Exercises:
**1.** According to the teeth-whitening text, what causes the more stubborn extrinsic stains? List every cause it gives.
**2.** Pick up the teeth-whitening text after its final sentence and keep writing.

Whitening 101 - Which Method is Best For You?


Whitening or bleaching of the teeth has been around much longer than you may think. Some reports suggest that even the Ancient Romans attempted to make their teeth whiter. What is the obsession with a pearly smile and how is it achieved safely? Studies show that having white teeth boosts confidence and makes you feel more attractive than if your teeth are dingy. Understanding the two types of staining will allow you, along with your dentist, to choose the best method of getting your smile luminous.

Extrinsic stains are on the surface of the teeth and are removed and prevented by daily plaque and stain removal, i.e., brushing and flossing. Your bi-annual dental cleaning will also remove the more stubborn extrinsic stains caused by smoking, certain foods, and some medications. Intrinsic deposits exist within the tooth. Therefore, administering a bleaching solution will be necessary for optimal results.

First of all, who is the perfect candidate for whitening? Your Dentist will perform an examination and decide if, depending on your oral condition, you would benefit from a whitening procedure. Moreover, your dentist should be consulted first even if you are considering an over-the-counter option.


Anyone considering bleaching should be at least sixteen years of age, have no presence of gingivitis or periodontal disease, possess untreated decay, or is pregnant or nursing. Furthermore, you must take into consideration existing crowns, fillings, or bonding that shows when smiling or talking. These restorations will not lighten with bleaching, so you must decide if you’re prepared to replace any dental work that doesn’t match your new smile.

Image-grounded pointing data
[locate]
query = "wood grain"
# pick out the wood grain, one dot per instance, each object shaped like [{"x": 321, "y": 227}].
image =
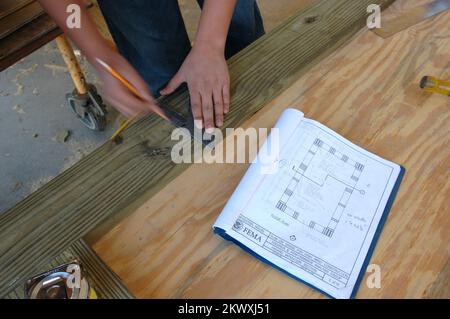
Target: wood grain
[
  {"x": 114, "y": 180},
  {"x": 111, "y": 181},
  {"x": 368, "y": 91},
  {"x": 105, "y": 283}
]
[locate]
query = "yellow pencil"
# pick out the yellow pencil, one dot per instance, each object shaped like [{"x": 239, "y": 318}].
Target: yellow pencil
[{"x": 130, "y": 87}]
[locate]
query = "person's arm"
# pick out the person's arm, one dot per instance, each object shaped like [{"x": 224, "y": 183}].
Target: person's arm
[
  {"x": 205, "y": 69},
  {"x": 94, "y": 46}
]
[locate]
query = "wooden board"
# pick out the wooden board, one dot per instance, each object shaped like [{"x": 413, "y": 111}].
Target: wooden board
[
  {"x": 368, "y": 92},
  {"x": 17, "y": 19},
  {"x": 36, "y": 32},
  {"x": 105, "y": 283},
  {"x": 114, "y": 180},
  {"x": 398, "y": 21}
]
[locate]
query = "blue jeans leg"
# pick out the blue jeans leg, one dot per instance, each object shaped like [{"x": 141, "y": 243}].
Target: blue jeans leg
[
  {"x": 152, "y": 36},
  {"x": 246, "y": 26}
]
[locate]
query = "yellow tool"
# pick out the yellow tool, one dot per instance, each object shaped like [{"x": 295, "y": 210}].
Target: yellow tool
[
  {"x": 130, "y": 87},
  {"x": 434, "y": 85}
]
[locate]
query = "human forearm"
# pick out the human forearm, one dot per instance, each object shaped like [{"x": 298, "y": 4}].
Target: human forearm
[{"x": 214, "y": 23}]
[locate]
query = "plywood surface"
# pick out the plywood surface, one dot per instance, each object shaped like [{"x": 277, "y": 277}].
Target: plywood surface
[
  {"x": 111, "y": 182},
  {"x": 368, "y": 92}
]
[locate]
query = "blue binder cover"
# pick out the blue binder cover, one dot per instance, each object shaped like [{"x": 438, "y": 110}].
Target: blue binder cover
[{"x": 222, "y": 233}]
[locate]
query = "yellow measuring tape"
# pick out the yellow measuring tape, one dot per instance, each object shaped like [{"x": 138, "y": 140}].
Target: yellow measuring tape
[{"x": 435, "y": 85}]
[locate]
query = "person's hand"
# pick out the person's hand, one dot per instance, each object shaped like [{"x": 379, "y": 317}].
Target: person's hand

Task-by-task results:
**1.** Smoking, certain foods, and some medications.

**2.**
Whitening regiments used in dentistry today, as well as the over the counter options, are comprised of Hydrogen or Carbimide Peroxide. Both provide excellent results. However, Hydrogen Peroxide tends to work faster. Your dentist will decide which option is best for you based on the results of your examination and causes of staining. The different processes are as follows:

1.   In-Office Whitening- while this is the quickest way to achieve whiteness, it can be very expensive, and you may have to undergo more than one session and follow up with bleaching at home. Choosing this treatment is ideal if you have an important life event coming up and you need results quickly. This method encompasses one or more appointments with your dentist. A barrier will be placed on the soft tissues, and the bleaching solution will be applied to the teeth. A special light or laser will then be positioned near the teeth to activate the solution. Although any bleaching process can cause tooth sensitivity, this method is more likely to produce discomfort. Your dentist may suggest a prescription fluoride paste or a toothpaste containing Potassium Nitrate to counteract the sensitivity.

2.   At-Home Bleaching with custom made trays- this is perhaps the most prevalent dentist prescribed method. Again, Hydrogen or Carbimide Peroxide is administered depending on the type of staining present. In this scenario, impressions of your teeth are taken by the dental professional and made into models which are used to fabricate custom made trays. Your dentist will instruct you on how to fill these trays with the gel and how often to wear them depending on your discoloration.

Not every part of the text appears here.